CONSIGNE 1:
Reproduisez mot pour mot l'extrait de l'étude sur les filières d'expertise, en commençant aux mots « Les premières filières » et en vous arrêtant après « recherche constante d’optimisation. ».

TEXTE FOURNI:
....

Etude : DÉCRYPTAGE DES FILIÈRES D'EXPERTISES PROPULSANT L'INDUSTRIE FRANÇAISE VERS L'EXCELLENCE

Les premières filières d’expertise ont émergé entre la fin des années 80 et le milieu des années 90. Dans un contexte particulier de sortie de crise, de nouveaux impératifs en matière de gestion financière des activités et de pilotage budgétaire des ressources ont été mis en place afin de suivre et mesurer l’efficience des organisations. Cela s’est notamment traduit par une structuration accrue de la gestion et de la traçabilité des activités, mais aussi par l’intensification des rythmes de production et la recherche constante d’optimisation.

....

DONNÉES DE TRAVAIL:
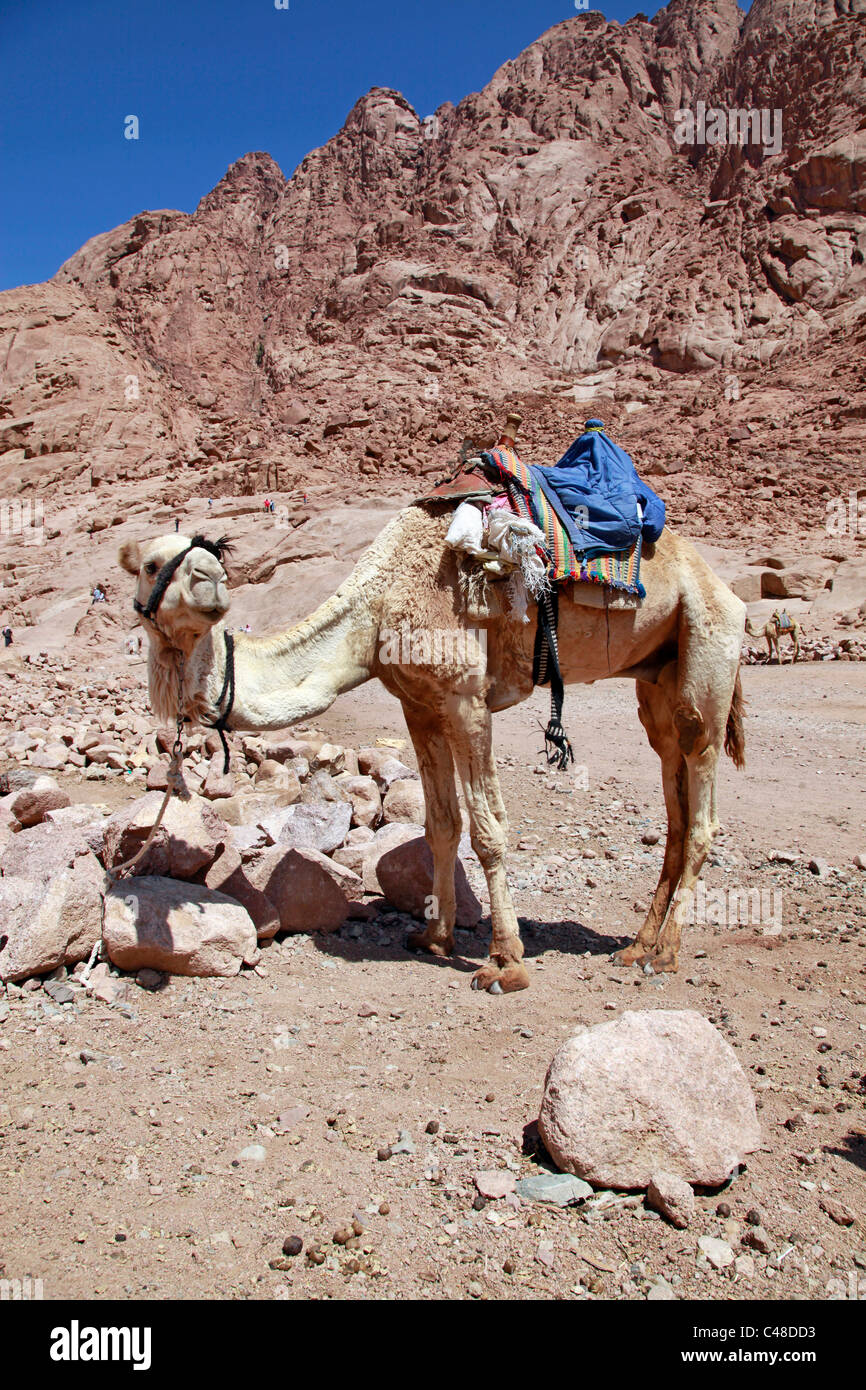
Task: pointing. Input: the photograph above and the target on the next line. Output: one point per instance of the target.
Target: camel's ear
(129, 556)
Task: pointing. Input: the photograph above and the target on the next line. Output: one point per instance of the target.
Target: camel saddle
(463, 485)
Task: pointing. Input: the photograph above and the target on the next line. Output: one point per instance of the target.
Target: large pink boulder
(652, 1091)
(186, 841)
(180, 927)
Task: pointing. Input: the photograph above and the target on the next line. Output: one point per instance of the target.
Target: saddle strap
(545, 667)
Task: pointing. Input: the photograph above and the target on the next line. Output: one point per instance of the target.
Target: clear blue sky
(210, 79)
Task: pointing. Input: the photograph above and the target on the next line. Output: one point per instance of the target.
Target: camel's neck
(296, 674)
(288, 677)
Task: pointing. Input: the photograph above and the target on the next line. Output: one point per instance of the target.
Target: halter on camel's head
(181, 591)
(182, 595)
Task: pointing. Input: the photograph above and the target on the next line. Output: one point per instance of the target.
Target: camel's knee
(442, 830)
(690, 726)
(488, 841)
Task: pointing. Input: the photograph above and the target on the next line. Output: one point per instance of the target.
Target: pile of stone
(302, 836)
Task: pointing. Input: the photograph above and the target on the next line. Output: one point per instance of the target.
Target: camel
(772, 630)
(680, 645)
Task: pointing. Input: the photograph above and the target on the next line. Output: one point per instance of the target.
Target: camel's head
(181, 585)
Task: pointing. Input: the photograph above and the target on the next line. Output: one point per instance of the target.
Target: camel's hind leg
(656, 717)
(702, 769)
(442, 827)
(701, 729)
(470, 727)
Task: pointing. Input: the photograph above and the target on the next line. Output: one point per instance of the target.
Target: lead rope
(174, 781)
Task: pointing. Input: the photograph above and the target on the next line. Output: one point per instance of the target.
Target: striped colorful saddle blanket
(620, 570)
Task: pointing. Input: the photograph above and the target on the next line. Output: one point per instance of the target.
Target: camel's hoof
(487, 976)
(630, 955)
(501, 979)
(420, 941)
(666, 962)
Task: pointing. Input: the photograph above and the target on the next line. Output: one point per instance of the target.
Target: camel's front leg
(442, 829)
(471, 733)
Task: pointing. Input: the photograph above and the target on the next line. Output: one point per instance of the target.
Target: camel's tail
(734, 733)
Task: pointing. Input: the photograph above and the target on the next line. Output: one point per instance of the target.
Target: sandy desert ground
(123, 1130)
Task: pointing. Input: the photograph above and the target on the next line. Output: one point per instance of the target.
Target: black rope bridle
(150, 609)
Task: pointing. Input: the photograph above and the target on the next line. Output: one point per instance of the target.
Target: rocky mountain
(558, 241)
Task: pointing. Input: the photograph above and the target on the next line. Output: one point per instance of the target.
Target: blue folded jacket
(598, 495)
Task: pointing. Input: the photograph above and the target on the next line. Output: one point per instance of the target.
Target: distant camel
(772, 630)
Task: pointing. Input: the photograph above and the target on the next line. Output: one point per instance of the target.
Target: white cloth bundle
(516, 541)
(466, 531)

....

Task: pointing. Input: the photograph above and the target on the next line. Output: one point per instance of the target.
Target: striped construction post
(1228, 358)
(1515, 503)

....

CONSIGNE 2:
Repérez toutes les lignes qui contiennent la chaîne « rope », en tenant compte de la casse, puis recopiez-les intégralement.

CORRIGÉ DÉTAILLÉ 1:
Les premières filières d’expertise ont émergé entre la fin des années 80 et le milieu des années 90. Dans un contexte particulier de sortie de crise, de nouveaux impératifs en matière de gestion financière des activités et de pilotage budgétaire des ressources ont été mis en place afin de suivre et mesurer l’efficience des organisations. Cela s’est notamment traduit par une structuration accrue de la gestion et de la traçabilité des activités, mais aussi par l’intensification des rythmes de production et la recherche constante d’optimisation.

CORRIGÉ DÉTAILLÉ 2:
Target: lead rope
Target: black rope bridle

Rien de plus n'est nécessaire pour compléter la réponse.